Extracted records:
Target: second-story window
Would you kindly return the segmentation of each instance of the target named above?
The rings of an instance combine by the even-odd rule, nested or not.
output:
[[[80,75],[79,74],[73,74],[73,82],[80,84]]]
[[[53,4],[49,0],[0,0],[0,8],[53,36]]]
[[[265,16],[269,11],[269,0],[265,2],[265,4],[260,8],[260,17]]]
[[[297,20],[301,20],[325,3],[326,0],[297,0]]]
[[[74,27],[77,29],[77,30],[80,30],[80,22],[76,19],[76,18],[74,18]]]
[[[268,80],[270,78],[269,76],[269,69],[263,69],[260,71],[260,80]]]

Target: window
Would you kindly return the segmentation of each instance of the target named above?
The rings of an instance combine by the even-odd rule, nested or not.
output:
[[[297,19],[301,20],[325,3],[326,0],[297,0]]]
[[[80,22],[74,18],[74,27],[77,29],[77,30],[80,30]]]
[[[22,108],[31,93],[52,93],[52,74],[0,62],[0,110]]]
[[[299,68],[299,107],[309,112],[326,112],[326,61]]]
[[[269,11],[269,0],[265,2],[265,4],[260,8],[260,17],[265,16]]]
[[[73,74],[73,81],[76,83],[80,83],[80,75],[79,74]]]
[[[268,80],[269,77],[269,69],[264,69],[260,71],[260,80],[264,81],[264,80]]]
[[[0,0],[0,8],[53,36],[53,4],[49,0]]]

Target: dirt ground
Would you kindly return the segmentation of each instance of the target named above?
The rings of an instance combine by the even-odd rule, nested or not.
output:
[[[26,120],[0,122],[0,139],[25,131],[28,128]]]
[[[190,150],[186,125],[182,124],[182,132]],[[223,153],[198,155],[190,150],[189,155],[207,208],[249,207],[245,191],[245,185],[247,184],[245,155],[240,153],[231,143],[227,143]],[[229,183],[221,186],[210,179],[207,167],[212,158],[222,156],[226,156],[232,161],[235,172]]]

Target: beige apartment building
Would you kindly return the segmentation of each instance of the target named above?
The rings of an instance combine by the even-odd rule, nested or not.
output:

TASK TO COMPLETE: Once the line with "Target: beige apartment building" has been found in the records above, retype it and every line after it exactly, and include nothing else.

WORKED SOLUTION:
Target: beige apartment building
Would you kindly return the segmentation of each instance of the target named above?
The rings of an instance combine by the even-odd rule, nested or not.
output:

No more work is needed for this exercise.